** Opening Data for this task block **

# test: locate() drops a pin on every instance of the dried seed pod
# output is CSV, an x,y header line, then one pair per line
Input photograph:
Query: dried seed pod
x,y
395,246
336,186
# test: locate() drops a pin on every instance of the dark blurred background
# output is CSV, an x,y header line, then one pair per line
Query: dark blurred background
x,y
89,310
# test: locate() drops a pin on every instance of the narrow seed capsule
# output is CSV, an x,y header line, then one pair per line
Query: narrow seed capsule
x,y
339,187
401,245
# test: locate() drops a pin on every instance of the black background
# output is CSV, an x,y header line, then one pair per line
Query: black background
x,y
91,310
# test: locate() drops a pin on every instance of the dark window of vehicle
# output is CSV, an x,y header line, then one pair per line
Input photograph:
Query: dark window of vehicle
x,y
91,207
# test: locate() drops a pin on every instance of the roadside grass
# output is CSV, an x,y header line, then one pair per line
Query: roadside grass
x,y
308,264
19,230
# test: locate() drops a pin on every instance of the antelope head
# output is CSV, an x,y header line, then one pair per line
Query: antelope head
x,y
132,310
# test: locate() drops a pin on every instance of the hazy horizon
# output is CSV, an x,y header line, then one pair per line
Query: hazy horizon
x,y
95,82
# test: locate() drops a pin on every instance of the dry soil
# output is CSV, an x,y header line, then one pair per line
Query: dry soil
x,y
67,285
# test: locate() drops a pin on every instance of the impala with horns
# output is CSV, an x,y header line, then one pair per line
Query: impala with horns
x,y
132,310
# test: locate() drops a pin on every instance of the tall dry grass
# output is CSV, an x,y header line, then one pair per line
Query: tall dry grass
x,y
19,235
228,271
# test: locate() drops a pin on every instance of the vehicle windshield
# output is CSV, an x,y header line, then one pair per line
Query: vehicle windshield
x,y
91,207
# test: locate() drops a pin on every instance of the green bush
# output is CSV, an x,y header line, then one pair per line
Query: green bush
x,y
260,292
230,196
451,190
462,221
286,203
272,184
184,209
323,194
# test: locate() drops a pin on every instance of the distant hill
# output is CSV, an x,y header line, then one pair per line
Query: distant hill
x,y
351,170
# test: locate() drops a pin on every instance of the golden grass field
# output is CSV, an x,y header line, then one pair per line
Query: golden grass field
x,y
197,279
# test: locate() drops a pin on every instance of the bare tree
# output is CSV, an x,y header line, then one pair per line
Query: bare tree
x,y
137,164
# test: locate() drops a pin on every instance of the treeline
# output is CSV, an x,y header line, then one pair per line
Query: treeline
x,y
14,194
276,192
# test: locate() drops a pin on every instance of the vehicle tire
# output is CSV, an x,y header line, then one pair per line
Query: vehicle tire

** Closing Data for this task block **

From top to bottom, reproduce the material exactly.

# test: locate() drops a pin on every instance of the dried seed pod
# output is CSV, an x,y header line, then one pair per line
Input photograph:
Query: dried seed pod
x,y
395,246
336,186
# test: locate() drops a pin on every instance of the dark blurred background
# output is CSV, an x,y header line, then one pair per line
Query: dark blurred background
x,y
89,310
# test: locate() drops a pin on every instance of the narrow seed capsule
# output is CSV, an x,y header line, then one pair per line
Query: narrow seed capsule
x,y
339,187
401,245
# test: locate() drops a pin on every instance of the black background
# output is CSV, an x,y header line, then one pair per line
Query: black background
x,y
91,310
# test: locate() drops a pin on every instance of the dark window of vehicle
# output is CSV, an x,y header line, then one pair per line
Input photograph:
Query: dark window of vehicle
x,y
91,207
# test: locate() drops a pin on every instance of the roadside grass
# output is CSV, an x,y header line, then one pair per line
Query: roadside grass
x,y
308,264
19,230
# test: locate() drops a pin on every instance of the antelope head
# output is CSV, an x,y header line, then one pair per line
Query: antelope head
x,y
132,310
# test: locate() drops a pin on every instance of the hazy horizon
# output is CSV, an x,y header line, then one pair per line
Query: hazy horizon
x,y
95,82
# test: locate() drops a pin on every instance of the dry soil
# output is CSV, an x,y header line, then one pair per line
Query: dry soil
x,y
67,285
# test: locate() drops a pin on every instance of the impala with horns
# output is CSV, an x,y header line, then one pair per line
Query: impala with horns
x,y
132,310
# test: locate() drops a pin on every instance of the tall dry grass
# output is CSV, an x,y header line, then one pair per line
Query: tall dry grass
x,y
19,235
228,271
# test: locate() drops a pin on every instance of the vehicle windshield
# output is CSV, an x,y header line, then one pair per line
Query: vehicle windshield
x,y
91,207
# test: locate() drops a pin on every instance of the green bush
# output is CSV, an x,y header line, then one pair per line
Query: green bush
x,y
260,292
230,196
451,190
462,221
286,203
272,184
184,209
323,194
# test: locate() drops a pin on every instance of the distant hill
# output is CSV, an x,y header line, then one pair per line
Query: distant hill
x,y
351,170
# test: locate() drops a pin on every instance of the golden grass field
# output is CSV, an x,y header line, then one pair per line
Query: golden grass field
x,y
197,279
# test: locate() drops a pin on every instance of the bare tree
# output is CSV, an x,y header line, then one pair per line
Query: bare tree
x,y
137,164
# test: locate() drops a pin on every instance of the treeline
# output is CSV, an x,y header line, then one pair per line
Query: treeline
x,y
14,194
276,192
# test: locate() drops a pin on every instance of the vehicle tire
# output is CSV, an x,y header line, then one pair per line
Query: vehicle tire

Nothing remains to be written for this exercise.